Source records:
<<<<

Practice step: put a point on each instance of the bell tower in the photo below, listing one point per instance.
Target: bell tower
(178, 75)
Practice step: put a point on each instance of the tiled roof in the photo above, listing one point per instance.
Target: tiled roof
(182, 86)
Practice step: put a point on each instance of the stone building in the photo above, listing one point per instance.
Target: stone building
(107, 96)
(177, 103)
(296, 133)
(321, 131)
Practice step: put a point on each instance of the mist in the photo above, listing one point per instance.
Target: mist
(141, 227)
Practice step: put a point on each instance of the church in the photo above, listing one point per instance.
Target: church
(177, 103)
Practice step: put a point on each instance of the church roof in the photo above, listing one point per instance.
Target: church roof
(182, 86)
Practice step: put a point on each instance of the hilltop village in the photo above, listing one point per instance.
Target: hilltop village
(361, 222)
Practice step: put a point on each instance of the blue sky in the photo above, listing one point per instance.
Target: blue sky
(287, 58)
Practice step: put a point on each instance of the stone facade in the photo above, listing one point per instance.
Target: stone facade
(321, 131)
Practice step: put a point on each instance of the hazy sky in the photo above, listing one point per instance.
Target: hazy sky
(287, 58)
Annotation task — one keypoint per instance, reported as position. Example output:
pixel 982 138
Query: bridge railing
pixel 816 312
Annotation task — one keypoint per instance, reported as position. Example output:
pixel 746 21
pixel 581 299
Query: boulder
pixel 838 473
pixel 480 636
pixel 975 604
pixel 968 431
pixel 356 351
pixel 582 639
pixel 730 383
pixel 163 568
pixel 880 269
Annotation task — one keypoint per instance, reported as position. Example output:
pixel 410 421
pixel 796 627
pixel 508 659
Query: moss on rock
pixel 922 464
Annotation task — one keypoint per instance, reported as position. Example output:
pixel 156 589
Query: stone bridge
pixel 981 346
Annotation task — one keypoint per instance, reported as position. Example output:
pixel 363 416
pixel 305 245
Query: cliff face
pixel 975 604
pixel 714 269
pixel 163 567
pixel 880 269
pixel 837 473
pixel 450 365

>>>>

Each record must be returned exactly as it is written.

RESPONSE AREA:
Practice step: put a point on each instance of the bell tower in the photo below, listing one point per instance.
Target: bell tower
(178, 75)
Practice step: put a point on each instance of the tiled roof in the photo above, listing one point per instance.
Target: tiled roof
(182, 86)
Practice step: put a point on each instance of the stone building in the photo above, listing one point per instance.
Target: stone building
(107, 96)
(177, 103)
(296, 133)
(321, 131)
Practice step: put a point on each instance of the mist in the photo above, listing one point per instance.
Target: mist
(141, 227)
Practice step: put a point on each instance of the church in the photo above, listing one point per instance.
Target: church
(177, 103)
Practice step: put a point on each instance of the church roof in the photo above, listing one point per instance.
Target: church roof
(182, 86)
Practice step: put a point on each instance of the hilltop village in the photo above, listing one point per instance.
Target: hilltop village
(361, 222)
Practice step: put a point on each instance of the blue sky in the photo above, listing one point per instance.
Target: blue sky
(287, 58)
Practice step: put a point on each instance of the stone facade in the photo above, listing one point per instance.
Target: stone facade
(321, 131)
Practice step: put a point on each instance of the hazy sky in the photo above, listing one point per instance.
Target: hazy sky
(287, 58)
Annotation task — one keypoint per instance, reported as position. Example output:
pixel 982 138
Query: bridge railing
pixel 816 312
Annotation task — one keypoint per instance, reported as position. Example output:
pixel 746 21
pixel 581 299
Query: boulder
pixel 838 473
pixel 480 636
pixel 975 604
pixel 968 431
pixel 356 351
pixel 582 639
pixel 730 383
pixel 163 568
pixel 880 269
Annotation task — one keypoint per instance, reported as position. Example output:
pixel 410 421
pixel 796 627
pixel 508 659
Query: moss on rock
pixel 922 464
Annotation task — one keypoint per instance, reported as position. Example output:
pixel 156 589
Query: stone bridge
pixel 981 346
Annotation task — one keypoint per instance, reported as position. Example output:
pixel 363 416
pixel 305 245
Query: cliff face
pixel 975 604
pixel 714 269
pixel 163 567
pixel 880 269
pixel 837 473
pixel 450 365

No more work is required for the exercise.